= INSTRUCTIONS TO FOLLOW =
List each line in the data that contains the word "black", paying attention to case.

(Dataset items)

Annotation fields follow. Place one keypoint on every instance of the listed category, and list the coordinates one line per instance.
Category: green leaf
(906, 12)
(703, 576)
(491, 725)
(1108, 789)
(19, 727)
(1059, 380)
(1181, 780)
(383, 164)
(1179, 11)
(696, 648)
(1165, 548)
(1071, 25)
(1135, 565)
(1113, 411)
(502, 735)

* * *

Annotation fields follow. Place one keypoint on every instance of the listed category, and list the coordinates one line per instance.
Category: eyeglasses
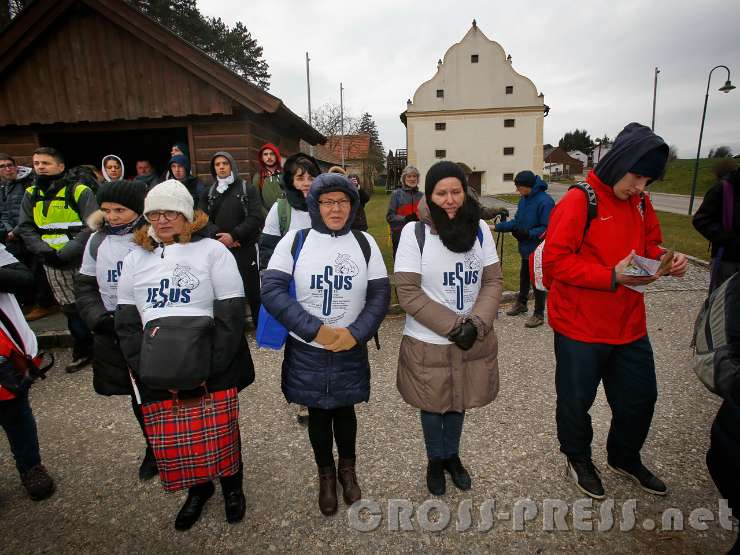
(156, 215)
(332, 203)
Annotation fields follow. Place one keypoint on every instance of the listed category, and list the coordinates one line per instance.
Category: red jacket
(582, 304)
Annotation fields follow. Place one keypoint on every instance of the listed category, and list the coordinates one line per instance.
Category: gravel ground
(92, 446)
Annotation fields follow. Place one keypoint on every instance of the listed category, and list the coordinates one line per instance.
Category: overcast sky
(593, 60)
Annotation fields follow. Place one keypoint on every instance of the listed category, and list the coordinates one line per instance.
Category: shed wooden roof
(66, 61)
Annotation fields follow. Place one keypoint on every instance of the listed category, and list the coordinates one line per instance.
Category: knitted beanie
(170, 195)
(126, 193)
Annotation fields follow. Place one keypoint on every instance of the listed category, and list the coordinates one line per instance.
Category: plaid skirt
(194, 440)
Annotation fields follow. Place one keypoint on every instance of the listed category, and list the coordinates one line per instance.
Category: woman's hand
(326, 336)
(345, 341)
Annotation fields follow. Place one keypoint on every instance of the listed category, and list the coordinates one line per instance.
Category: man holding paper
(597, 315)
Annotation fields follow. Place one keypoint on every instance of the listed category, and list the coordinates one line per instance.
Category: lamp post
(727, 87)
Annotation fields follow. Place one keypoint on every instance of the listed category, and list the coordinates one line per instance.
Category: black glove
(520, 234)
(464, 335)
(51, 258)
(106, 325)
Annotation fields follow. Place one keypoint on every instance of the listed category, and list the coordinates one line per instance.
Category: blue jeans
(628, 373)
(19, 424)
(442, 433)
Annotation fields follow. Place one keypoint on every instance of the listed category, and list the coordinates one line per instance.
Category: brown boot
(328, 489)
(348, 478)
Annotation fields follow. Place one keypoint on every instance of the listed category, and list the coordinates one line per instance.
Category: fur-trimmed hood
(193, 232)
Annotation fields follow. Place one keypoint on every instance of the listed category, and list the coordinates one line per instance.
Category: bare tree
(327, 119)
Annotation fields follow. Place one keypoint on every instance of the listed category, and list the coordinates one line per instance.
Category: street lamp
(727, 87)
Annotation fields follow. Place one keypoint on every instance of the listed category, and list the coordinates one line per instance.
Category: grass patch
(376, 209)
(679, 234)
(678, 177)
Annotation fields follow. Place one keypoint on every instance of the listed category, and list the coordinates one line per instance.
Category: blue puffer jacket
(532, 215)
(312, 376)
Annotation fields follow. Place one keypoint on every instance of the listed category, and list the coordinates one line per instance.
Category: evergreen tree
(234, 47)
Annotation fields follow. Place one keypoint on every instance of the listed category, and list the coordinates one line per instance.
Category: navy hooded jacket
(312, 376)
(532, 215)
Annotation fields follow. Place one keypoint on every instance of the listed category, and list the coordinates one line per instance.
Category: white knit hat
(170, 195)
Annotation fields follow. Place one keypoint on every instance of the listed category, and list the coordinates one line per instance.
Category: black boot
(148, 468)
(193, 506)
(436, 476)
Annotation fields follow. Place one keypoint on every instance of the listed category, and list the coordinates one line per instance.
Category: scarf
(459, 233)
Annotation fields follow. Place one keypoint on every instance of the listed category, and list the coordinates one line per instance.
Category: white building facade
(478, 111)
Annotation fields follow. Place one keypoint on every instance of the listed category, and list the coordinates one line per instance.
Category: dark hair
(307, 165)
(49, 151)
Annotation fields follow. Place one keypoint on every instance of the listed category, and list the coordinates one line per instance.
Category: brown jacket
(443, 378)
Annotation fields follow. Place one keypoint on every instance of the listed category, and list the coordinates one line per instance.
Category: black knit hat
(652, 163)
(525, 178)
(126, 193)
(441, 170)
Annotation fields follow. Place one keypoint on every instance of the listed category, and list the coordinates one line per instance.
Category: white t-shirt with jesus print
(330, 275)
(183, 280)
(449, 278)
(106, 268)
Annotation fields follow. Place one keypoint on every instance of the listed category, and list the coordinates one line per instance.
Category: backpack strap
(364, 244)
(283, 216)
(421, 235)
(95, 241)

= ANSWER TO THE PROBLEM =
Category: black glove
Category: black boot
Category: black knit hat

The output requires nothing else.